**Work instructions**
Using the listing below, report all lines holding the word "query".

***

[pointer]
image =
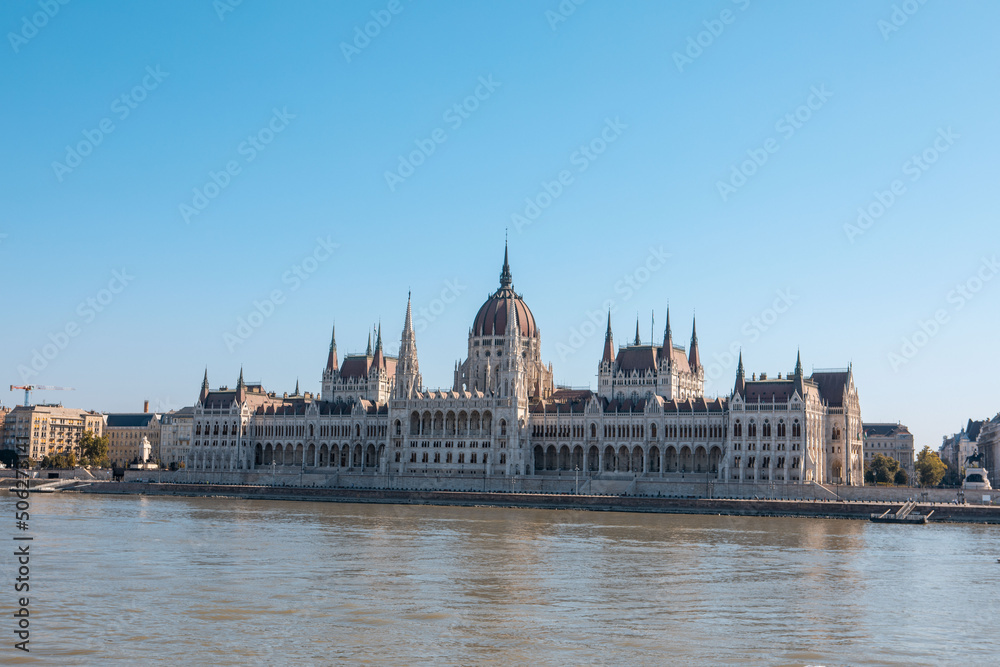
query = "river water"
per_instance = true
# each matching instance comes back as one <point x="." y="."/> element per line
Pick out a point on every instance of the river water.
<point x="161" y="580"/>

***

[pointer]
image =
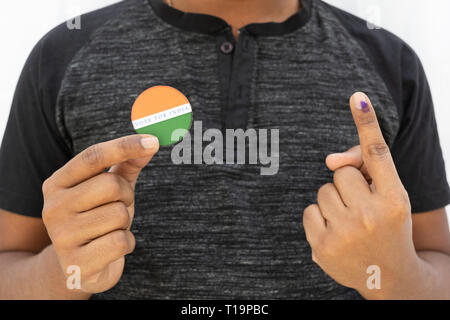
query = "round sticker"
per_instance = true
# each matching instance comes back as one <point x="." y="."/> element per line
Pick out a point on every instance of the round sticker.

***

**Solution to the problem**
query = "river water"
query = "round sticker"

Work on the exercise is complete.